__Aim__:
Using the lens flare article, explain in one to three sentences why understanding and managing lens flare matters to mobile photographers.

__Quoted passage__:

* Start *

Lens flare unveiled: The challenges in the latest flagship devices

In recent years, smartphone cameras have been offering impressive photography capabilities, rivaling traditional cameras in many aspects. As people rely more and more on their smartphones to capture everyday moments, understanding the nuances of smartphone photography becomes increasingly important.

One such nuance is lens flare, a scattered light that creates various visual artifacts in the image. While lens flare can sometimes add a creative touch to photos and videos, it often results in unwanted effects that can diminish the overall quality of the image.

Understanding and managing lens flare is crucial for any mobile photographer who is looking to improve his smartphone photography. By learning how this phenomenon occurs and how to control it, photographers can ensure that their images maintain clarity, contrast, good dynamic range, and color accuracy. Manufacturers, meanwhile, need to know how to measure, limit, and control the occurrence of flare during the design and development process of the smartphone camera.

What is lens flare?

* End *

__Supplied entries__:
* Start *

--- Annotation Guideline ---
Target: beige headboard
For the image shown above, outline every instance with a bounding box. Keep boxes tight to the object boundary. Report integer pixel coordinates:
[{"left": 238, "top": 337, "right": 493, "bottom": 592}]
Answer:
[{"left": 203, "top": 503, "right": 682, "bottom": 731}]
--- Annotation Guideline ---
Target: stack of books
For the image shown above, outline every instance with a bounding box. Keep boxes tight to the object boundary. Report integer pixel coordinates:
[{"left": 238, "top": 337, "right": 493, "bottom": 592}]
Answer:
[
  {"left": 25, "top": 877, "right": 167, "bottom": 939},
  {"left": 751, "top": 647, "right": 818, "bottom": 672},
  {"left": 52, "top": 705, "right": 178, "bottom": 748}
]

* End *
* Start *

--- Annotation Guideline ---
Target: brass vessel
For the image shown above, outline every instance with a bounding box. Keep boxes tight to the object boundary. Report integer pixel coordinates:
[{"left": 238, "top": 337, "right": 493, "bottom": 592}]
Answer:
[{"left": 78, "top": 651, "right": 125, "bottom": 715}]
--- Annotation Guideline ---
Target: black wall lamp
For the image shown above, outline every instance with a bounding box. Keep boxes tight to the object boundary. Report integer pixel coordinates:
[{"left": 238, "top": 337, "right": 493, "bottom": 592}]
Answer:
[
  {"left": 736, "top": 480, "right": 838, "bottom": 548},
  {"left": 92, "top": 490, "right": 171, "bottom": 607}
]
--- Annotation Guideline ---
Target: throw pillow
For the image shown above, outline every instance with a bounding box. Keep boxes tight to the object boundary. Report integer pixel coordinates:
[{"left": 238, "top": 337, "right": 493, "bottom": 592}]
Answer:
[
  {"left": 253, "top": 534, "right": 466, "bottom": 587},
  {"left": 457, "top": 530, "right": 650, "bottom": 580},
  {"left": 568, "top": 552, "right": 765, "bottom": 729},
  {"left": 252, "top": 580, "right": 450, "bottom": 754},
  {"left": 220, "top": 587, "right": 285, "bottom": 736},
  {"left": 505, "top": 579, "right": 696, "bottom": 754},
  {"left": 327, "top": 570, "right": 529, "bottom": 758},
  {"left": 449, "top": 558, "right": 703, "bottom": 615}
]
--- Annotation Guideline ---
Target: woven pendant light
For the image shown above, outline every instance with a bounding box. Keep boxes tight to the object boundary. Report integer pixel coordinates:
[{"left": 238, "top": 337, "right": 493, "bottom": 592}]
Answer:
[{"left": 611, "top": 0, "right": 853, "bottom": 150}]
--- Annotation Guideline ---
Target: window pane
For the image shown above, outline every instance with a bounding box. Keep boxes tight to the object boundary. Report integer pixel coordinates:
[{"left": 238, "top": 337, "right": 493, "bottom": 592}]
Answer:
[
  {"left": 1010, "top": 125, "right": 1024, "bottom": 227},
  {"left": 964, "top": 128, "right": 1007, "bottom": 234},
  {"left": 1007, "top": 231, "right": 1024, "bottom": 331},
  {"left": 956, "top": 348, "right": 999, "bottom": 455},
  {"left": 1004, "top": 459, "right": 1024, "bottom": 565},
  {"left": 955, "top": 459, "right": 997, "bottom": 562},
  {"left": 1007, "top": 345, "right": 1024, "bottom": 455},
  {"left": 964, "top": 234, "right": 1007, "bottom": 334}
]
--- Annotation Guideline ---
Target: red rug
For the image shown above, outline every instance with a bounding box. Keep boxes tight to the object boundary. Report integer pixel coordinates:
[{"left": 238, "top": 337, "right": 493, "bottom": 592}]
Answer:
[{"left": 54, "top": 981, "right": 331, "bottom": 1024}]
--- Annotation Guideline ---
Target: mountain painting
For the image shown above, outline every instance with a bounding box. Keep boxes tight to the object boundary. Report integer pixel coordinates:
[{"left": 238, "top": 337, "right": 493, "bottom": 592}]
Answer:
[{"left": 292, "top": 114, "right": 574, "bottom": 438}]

* End *
* Start *

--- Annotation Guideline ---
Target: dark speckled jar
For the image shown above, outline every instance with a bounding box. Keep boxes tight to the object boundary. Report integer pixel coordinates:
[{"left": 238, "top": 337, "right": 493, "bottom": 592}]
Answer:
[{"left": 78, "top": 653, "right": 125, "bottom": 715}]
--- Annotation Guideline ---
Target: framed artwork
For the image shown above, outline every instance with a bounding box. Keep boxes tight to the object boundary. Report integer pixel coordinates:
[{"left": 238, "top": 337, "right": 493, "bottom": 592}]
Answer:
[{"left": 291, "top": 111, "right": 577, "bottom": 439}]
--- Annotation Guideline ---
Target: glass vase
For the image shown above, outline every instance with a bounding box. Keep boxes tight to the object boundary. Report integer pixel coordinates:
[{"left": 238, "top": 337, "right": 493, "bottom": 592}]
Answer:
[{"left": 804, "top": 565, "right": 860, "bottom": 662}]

* End *

__Finished answer__:
Lens flare often produces unwanted effects that lower the overall quality of an image. By learning how flare occurs and how to control it, mobile photographers can make sure their images keep clarity, contrast, good dynamic range, and color accuracy.